──────── Excerpt to read

Open dobkeratops opened 6 years ago
Wow, very cool - thanks a lot for sharing!
Personally, I would love to see ImageMonkey going into that direction. I think that could also be something unique that would set us apart from other services (like LabelMe). I also wouldn't mind implementing different UIs for different use cases (I think in the end it would basically just be an extension to the available annotation tools...maybe with small adjustments based on the selected mode)
At the moment, the biggest unknowns for me are:
Where do we get those images? If possible, I would really like to stick to CC0 (public domain) images.
Can we find a usecase that's simple enough, so that the majority could contribute something to? While I really like the "car/motorbike mechanic" use case, I think it's quite specific. In order to contribute something you need to be passionate about image labeling/annotating and you need to know something about car/motorbike mechanics.
What's on my mind for quite some time: Can we use image recognition to help blind people using their smartphones? I think there are ways to make a smartphone app more accessible to blind people, but in order to do so you often need to change the sourcecode of the app (e,q; label the button properly, so that a screenreader can read it out loud). I guess, there are quite a few apps out there, that either aren't coded with that principles in mind or that are not maintained anymore. I am wondering, if there is a way how image recognition could help here? If we could find a way, I think that would be a topic where everybody could contribute something. Just take a screenshot of your favourite app and label the buttons/screens.

────────────────

Problems to solve »
1. List every sentence in the ImageMonkey forum thread that ends with a question mark.
2. Write the next part of the ImageMonkey forum thread, picking up right after its last sentence.

──────── Record excerpts

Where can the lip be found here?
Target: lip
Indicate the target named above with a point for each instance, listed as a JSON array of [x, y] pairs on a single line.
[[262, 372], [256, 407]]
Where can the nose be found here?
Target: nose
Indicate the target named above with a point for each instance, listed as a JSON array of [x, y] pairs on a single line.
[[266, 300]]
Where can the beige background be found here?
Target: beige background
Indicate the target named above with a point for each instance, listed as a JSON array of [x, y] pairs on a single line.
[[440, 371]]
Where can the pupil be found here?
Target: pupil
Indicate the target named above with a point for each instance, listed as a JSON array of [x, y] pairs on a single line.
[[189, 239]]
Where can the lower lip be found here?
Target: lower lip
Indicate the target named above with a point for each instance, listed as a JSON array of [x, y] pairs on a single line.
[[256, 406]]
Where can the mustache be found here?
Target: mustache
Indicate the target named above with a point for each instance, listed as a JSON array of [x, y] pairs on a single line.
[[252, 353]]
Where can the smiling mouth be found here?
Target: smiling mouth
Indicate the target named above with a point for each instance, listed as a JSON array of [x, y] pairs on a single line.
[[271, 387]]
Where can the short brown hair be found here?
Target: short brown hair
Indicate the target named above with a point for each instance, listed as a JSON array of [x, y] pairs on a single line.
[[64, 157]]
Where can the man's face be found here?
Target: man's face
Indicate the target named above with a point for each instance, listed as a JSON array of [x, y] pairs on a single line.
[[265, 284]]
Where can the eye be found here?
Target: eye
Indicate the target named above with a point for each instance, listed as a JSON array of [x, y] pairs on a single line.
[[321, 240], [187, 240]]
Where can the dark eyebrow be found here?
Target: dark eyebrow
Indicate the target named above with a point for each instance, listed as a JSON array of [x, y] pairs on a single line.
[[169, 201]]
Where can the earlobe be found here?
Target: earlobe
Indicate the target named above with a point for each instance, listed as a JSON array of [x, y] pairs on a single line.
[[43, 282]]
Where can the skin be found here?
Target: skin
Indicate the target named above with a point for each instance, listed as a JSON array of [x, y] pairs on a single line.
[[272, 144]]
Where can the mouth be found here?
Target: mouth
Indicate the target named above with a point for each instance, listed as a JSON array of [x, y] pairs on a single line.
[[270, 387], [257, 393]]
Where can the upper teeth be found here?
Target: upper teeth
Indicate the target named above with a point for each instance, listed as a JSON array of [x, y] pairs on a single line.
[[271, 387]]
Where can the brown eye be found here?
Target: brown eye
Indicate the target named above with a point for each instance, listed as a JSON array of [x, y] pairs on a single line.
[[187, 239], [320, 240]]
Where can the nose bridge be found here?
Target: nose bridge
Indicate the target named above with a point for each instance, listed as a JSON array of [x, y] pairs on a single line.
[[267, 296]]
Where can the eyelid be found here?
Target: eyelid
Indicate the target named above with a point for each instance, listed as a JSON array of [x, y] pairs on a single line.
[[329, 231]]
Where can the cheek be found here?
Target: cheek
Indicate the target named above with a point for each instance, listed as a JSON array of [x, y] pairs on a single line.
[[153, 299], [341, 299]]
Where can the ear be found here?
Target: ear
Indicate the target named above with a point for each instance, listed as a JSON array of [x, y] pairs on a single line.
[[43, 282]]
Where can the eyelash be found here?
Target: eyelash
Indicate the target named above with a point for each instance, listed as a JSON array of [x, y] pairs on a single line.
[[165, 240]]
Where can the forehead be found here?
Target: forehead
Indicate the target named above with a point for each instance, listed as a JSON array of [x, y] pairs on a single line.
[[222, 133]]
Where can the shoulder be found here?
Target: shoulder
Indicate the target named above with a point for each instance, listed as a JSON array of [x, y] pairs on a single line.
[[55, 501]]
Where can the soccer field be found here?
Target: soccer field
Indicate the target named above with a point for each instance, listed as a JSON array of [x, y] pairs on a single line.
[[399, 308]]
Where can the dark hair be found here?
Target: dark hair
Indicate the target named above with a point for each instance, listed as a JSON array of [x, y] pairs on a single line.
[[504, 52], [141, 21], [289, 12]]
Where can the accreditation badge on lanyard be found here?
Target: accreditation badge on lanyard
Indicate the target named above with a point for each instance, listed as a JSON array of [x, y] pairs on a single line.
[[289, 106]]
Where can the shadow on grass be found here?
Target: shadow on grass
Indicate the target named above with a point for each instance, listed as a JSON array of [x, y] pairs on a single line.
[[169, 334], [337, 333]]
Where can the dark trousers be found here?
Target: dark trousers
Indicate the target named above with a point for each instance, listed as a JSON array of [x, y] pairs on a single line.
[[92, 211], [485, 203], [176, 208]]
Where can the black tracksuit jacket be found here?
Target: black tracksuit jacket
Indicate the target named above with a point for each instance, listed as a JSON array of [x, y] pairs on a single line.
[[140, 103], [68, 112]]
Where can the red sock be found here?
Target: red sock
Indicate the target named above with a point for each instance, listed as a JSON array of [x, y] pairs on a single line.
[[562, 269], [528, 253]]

────────────────

Outputs by task »
1.
- Where do we get those images?
- Can we find a usecase that's simple enough, so that the majority could contribute something to?
- Can we use image recognition to help blind people using their smartphones?
- I am wondering, if there is a way how image recognition could help here?

2.
Not sure if that's somehow possible on android/iOs, but what I am imagening is a global system service on the phone which intercepts all the touchscreen presses. The service takes a screenshot and then feeds the image into an (neural net based?) image segmentation service which tries to determine which button/control was pressed and then reads the button's label out loud.
Another possibility would be to do it the other way round and let the user talk with the global system service. "Open app xy and do yz..". The service uses again image recognition to find the appropriate controls on the screen and then initiates touch presses to perform the action.
I really don't know if that is even remotely possible...but just want to mention it :)
" Can we use image recognition to help blind people using their smartphones?"
of course recognition would also be great in the real world as a 'digital guide dog' , I think i've seen demos a bit like that - but you appear to be talking about recognising the UI. Perhaps that is easier solved in app development (where all the information to generate the UI is available) ; I guess voice recognition will help with that too (circumvent the need for a button)
Where do we get those images? If possible, I would really like to stick to CC0 (public domain) images.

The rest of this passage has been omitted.